> _Problems to work on_:
1. List every web address that appears in the installation notes below.
2. Reproduce the passage of the installation notes below between "Be sure to restart" and "if these work)", inclusive.

> _Text block_:
════

Next use the vcpkg tool to install libsodium on your computer. At the Powershell command line:
./vcpkg integrate install
./vcpkg install libsodium

Alternatively, you can follow the directions for ‘pre-built libraries at:
https://doc.libsodium.org/installation/

*** There is a possibility the above may silently fail to place libsodium.dll in the Windows\System32 directory. You may need to manually copy the DLL from the pre-built library download into your Windows\System32 directory.
As of this writing, the most recent version of the DLL is located in the pre-built library zip file at:
\libsodium-1.0.18-msvc\libsodium\x64\Release\v142\dynamic\libsodium.dll
Rust toolchain:
Follow the installation instructions for 64-bit Rust at :
https://www.rust-lang.org/tools/install

Be sure to restart your Powershell terminal after installation has completed. After starting a new Powershell terminal, verify your Rust install by checking the installed version:
rustc --version

If this does not work, the most likely issue is the PATH variable not being set properly. Consult the Rust installation page for more information.
Additional information about installing Rust on Windows and configuring Visual Studio code can be found at:
https://learn.microsoft.com/en-us/windows/dev-environment/rust/setup
Maturin:
At the Powershell command line, execute the following command:
pip install maturin
Set up the working directory (don’t know if these work)
- $ mkdir keri
- $ cd keri
Install KERI
- $ git clone git clone https://github.com/WebOfTrust/keripy.git
- $ cd %userprofile%\allie-brett\keripy
- $ python -m pip install -e ./
Verify your installation
- $ kli version
- This should output something like “0.6.8”, “0.6.9”, or “1.0.0”.
  This fails on Windows with the error:AttributeError: module ‘socket’ has no attribute ‘AF_UNIX’
  
  This is due to AF_UNIX port types not being supported by Windows. Interestingly, the code is actually trying to open a logging file, which should be done a different way. It could be said that the flaw exists in the code.
  
  In order to fix this, the following code modifications were necessary the ioflo/hio library, specifically in the ogling.py file. ioflo/hio is the async runtime KERI is built on top of.

Hack to make KERI work on windows (test with kli version)

════

> _Information provided_:
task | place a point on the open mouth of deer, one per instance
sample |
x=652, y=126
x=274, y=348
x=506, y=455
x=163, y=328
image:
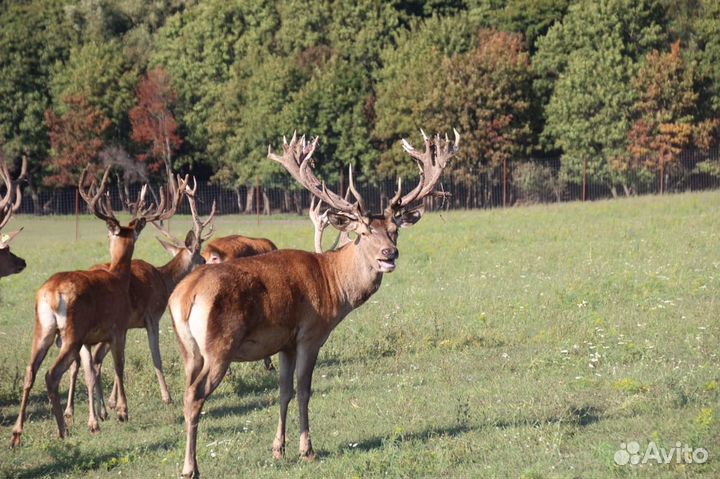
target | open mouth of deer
x=386, y=265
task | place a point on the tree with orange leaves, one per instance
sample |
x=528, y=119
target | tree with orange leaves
x=76, y=138
x=664, y=122
x=153, y=123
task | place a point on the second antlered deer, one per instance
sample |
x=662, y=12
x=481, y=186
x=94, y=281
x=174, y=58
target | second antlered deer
x=289, y=301
x=150, y=288
x=9, y=204
x=83, y=308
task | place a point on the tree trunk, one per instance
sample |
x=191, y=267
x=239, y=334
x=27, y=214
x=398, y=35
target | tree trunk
x=250, y=200
x=297, y=197
x=287, y=201
x=266, y=203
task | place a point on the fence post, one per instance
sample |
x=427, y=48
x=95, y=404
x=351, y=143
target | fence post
x=77, y=214
x=504, y=181
x=257, y=199
x=584, y=178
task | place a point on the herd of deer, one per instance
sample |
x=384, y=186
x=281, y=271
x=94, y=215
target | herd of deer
x=269, y=301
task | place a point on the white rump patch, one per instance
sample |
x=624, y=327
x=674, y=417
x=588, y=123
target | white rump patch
x=198, y=323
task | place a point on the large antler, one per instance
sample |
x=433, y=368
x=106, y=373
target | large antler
x=10, y=203
x=297, y=160
x=431, y=163
x=97, y=199
x=168, y=203
x=199, y=225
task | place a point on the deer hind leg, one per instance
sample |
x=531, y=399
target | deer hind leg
x=70, y=407
x=195, y=396
x=306, y=358
x=153, y=329
x=117, y=348
x=68, y=354
x=98, y=357
x=41, y=345
x=91, y=383
x=268, y=364
x=287, y=370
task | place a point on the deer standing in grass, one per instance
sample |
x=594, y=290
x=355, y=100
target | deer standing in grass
x=83, y=308
x=150, y=288
x=231, y=247
x=9, y=204
x=289, y=301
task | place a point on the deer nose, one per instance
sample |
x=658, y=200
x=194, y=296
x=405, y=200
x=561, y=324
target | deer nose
x=390, y=253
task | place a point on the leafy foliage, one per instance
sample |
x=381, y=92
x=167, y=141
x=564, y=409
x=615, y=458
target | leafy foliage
x=76, y=138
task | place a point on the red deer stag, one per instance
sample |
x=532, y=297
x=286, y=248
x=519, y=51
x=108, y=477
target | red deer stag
x=289, y=301
x=90, y=307
x=230, y=247
x=9, y=204
x=150, y=288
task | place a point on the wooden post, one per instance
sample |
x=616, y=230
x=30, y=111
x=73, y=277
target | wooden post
x=662, y=178
x=504, y=182
x=257, y=199
x=77, y=214
x=585, y=179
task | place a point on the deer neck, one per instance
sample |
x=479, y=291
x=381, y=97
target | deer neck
x=175, y=270
x=121, y=258
x=355, y=279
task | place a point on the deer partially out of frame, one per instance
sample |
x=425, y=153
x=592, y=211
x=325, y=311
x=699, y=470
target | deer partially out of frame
x=289, y=301
x=9, y=204
x=150, y=288
x=83, y=308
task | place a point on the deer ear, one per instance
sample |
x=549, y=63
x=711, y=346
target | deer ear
x=409, y=217
x=169, y=247
x=113, y=227
x=190, y=240
x=342, y=222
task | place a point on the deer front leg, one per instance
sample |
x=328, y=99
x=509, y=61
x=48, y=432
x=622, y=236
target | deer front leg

════

> _Solutions to the tasks_:
1.
https://doc.libsodium.org/installation/
https://www.rust-lang.org/tools/install
https://learn.microsoft.com/en-us/windows/dev-environment/rust/setup
https://github.com/WebOfTrust/keripy.git

2.
Be sure to restart your Powershell terminal after installation has completed. After starting a new Powershell terminal, verify your Rust install by checking the installed version:
rustc --version

If this does not work, the most likely issue is the PATH variable not being set properly. Consult the Rust installation page for more information.
Additional information about installing Rust on Windows and configuring Visual Studio code can be found at:
https://learn.microsoft.com/en-us/windows/dev-environment/rust/setup
Maturin:
At the Powershell command line, execute the following command:
pip install maturin
Set up the working directory (don’t know if these work)